Nella prima fase del lavoro il Dipartimento di Diritto Pubblico italiano e sovranazionale dell’Università degli Studi di Milano ha identificato quei diritti, il cui mancato rispetto incide pesantemente sul tessuto connettivo sociale.
Successivamente i ricercatori del Dipartimento di Psicologia Dinamica e Clinica della Facoltà di Medicina e Psicologia, La Sapienza Università di Roma, specializzati nello studio dell’identità di genere e nell’indagare i sentimenti collettivi che si esprimono in rete, si sono concentrati sull’elaborazione di una serie di parole “sensibili”.
Nella terza fase infine, grazie a un software progettato dal Dipartimento di Informatica dell’Università di Bari – una piattaforma che utilizza algoritmi di intelligenza artificiale per comprendere la semantica del testo e individuare ed estrarre i contenuti richiesti – si è svolta la mappatura vera e propria dei tweet.
I dati raccolti sono stati poi analizzati ed elaborati da un punto di vista psico-sociale dal team di psicologi, cui è seguita l’analisi da un punto di vista sociologico, effettuata dal team di ItsTime (Italian Team for Security, Terroristic Issues & Managing Emergencies) centro di ricerca che fa capo al Dipartimento di Sociologia dell’Università Cattolica di Milano.

=== Contenuto dei dati ===
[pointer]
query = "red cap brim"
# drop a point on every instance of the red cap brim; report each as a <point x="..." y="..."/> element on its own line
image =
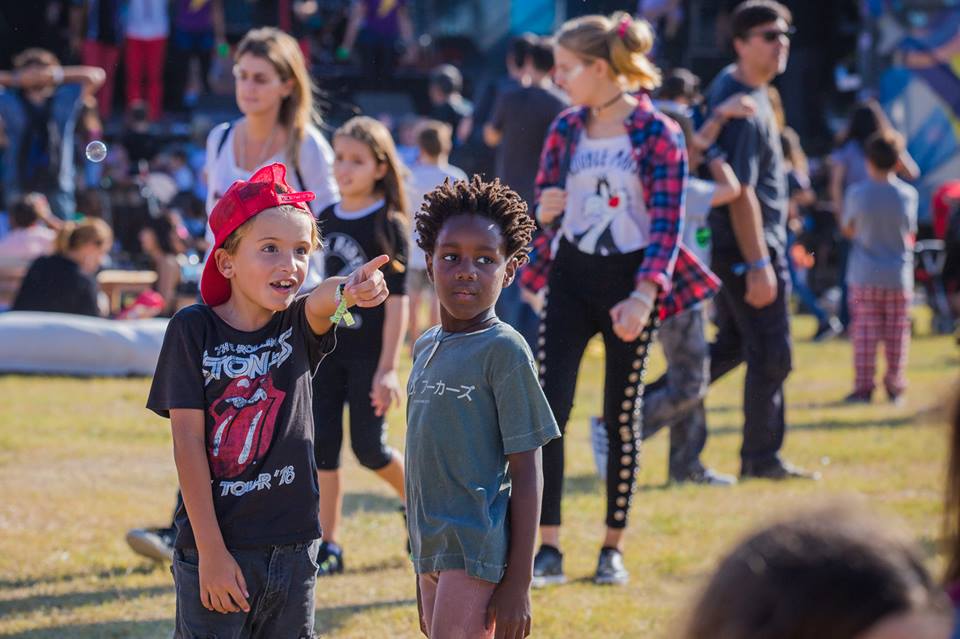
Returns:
<point x="214" y="287"/>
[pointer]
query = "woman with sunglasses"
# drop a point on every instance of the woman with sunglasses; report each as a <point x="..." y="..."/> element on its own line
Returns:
<point x="275" y="95"/>
<point x="610" y="191"/>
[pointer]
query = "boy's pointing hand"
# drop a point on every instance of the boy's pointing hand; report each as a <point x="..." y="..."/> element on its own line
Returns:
<point x="366" y="287"/>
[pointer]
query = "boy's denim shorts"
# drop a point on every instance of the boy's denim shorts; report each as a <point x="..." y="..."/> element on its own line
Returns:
<point x="281" y="581"/>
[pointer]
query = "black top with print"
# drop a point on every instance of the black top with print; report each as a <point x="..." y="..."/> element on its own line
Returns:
<point x="256" y="394"/>
<point x="350" y="241"/>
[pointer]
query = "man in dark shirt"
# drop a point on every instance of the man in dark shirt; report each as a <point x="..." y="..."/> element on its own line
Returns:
<point x="749" y="240"/>
<point x="449" y="105"/>
<point x="520" y="120"/>
<point x="517" y="128"/>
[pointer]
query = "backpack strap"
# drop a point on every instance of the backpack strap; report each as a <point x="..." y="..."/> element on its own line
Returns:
<point x="223" y="141"/>
<point x="223" y="138"/>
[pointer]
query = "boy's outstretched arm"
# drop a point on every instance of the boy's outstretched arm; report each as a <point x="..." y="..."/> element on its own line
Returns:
<point x="364" y="287"/>
<point x="510" y="607"/>
<point x="222" y="586"/>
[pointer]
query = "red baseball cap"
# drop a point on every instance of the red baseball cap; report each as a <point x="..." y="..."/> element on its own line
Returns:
<point x="266" y="189"/>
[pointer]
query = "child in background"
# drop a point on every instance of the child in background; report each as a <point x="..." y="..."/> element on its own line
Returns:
<point x="234" y="379"/>
<point x="434" y="140"/>
<point x="370" y="219"/>
<point x="476" y="419"/>
<point x="880" y="218"/>
<point x="833" y="573"/>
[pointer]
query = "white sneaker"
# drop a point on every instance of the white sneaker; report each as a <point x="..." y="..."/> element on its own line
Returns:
<point x="154" y="543"/>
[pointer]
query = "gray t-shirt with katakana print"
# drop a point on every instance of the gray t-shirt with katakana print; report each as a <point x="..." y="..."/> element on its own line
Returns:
<point x="473" y="398"/>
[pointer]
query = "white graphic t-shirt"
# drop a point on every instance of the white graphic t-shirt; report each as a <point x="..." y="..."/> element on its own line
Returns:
<point x="605" y="213"/>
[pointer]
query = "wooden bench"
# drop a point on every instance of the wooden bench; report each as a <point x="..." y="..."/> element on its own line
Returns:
<point x="11" y="274"/>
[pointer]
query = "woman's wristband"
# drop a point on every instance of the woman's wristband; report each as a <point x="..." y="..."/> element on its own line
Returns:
<point x="641" y="296"/>
<point x="743" y="267"/>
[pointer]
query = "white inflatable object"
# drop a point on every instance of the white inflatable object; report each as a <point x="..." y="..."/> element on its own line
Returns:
<point x="64" y="344"/>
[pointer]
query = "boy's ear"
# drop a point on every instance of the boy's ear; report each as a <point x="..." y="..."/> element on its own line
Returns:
<point x="510" y="272"/>
<point x="429" y="267"/>
<point x="224" y="263"/>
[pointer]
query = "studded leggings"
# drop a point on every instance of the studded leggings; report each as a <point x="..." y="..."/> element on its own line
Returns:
<point x="582" y="289"/>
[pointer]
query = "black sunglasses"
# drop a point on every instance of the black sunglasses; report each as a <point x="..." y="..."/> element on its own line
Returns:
<point x="772" y="35"/>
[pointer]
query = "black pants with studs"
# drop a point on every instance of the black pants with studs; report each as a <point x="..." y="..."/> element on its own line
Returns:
<point x="582" y="289"/>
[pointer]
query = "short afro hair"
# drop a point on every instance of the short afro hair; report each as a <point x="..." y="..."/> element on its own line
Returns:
<point x="492" y="200"/>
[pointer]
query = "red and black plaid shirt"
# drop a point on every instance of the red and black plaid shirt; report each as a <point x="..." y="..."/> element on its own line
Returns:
<point x="660" y="153"/>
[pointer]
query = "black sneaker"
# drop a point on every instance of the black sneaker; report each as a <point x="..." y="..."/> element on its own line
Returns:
<point x="155" y="543"/>
<point x="548" y="567"/>
<point x="610" y="570"/>
<point x="897" y="399"/>
<point x="828" y="330"/>
<point x="330" y="559"/>
<point x="778" y="472"/>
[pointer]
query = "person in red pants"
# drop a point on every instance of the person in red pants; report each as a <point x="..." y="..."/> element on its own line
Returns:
<point x="147" y="28"/>
<point x="97" y="31"/>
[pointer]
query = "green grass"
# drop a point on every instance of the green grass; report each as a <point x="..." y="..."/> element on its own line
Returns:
<point x="81" y="461"/>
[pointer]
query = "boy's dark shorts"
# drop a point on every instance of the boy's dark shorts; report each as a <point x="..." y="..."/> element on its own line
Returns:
<point x="281" y="581"/>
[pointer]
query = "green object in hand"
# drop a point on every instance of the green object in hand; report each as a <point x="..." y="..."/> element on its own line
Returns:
<point x="341" y="312"/>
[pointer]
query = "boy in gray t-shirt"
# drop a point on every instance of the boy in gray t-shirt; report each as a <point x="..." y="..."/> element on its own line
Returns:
<point x="476" y="419"/>
<point x="880" y="218"/>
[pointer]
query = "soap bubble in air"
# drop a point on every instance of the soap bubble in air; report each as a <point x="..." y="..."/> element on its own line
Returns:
<point x="96" y="151"/>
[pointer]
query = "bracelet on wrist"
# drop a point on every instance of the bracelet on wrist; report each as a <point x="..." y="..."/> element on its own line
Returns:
<point x="744" y="267"/>
<point x="641" y="296"/>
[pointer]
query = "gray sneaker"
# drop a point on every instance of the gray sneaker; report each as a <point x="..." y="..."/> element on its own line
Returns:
<point x="703" y="476"/>
<point x="548" y="568"/>
<point x="610" y="570"/>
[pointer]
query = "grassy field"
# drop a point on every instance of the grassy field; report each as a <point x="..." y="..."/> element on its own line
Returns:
<point x="81" y="461"/>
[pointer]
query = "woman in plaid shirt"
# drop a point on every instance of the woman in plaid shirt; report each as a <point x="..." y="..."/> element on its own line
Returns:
<point x="610" y="204"/>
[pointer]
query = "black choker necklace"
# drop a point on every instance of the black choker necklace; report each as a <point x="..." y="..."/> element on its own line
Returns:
<point x="596" y="110"/>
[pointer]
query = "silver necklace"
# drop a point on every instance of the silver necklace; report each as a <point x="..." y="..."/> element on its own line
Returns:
<point x="600" y="109"/>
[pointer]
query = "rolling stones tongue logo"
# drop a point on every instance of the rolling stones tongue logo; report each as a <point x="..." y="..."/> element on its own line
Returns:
<point x="243" y="422"/>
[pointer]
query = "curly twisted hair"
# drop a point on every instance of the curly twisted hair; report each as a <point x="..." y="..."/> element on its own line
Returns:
<point x="492" y="200"/>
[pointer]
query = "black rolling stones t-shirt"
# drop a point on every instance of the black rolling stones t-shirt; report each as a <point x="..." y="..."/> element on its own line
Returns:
<point x="256" y="393"/>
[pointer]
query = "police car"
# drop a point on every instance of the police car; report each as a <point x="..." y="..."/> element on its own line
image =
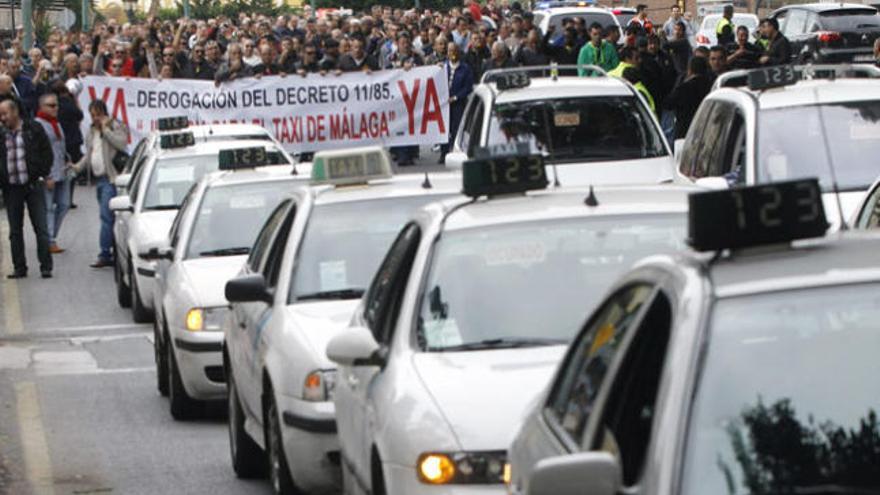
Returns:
<point x="145" y="214"/>
<point x="468" y="316"/>
<point x="789" y="122"/>
<point x="591" y="130"/>
<point x="746" y="366"/>
<point x="306" y="272"/>
<point x="867" y="216"/>
<point x="208" y="243"/>
<point x="172" y="125"/>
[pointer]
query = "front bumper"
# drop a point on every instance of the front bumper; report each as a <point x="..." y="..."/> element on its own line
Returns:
<point x="403" y="479"/>
<point x="200" y="361"/>
<point x="311" y="444"/>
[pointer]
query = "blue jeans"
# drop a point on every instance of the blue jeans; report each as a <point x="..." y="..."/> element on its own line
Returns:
<point x="106" y="191"/>
<point x="57" y="206"/>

=== Consegna ===
Puoi ricopiare dall'estratto più sopra il passo che comincia con "Nella terza fase" e prosegue fino a "Cattolica di Milano."?

=== Risposta qui sotto ===
Nella terza fase infine, grazie a un software progettato dal Dipartimento di Informatica dell’Università di Bari – una piattaforma che utilizza algoritmi di intelligenza artificiale per comprendere la semantica del testo e individuare ed estrarre i contenuti richiesti – si è svolta la mappatura vera e propria dei tweet.
I dati raccolti sono stati poi analizzati ed elaborati da un punto di vista psico-sociale dal team di psicologi, cui è seguita l’analisi da un punto di vista sociologico, effettuata dal team di ItsTime (Italian Team for Security, Terroristic Issues & Managing Emergencies) centro di ricerca che fa capo al Dipartimento di Sociologia dell’Università Cattolica di Milano.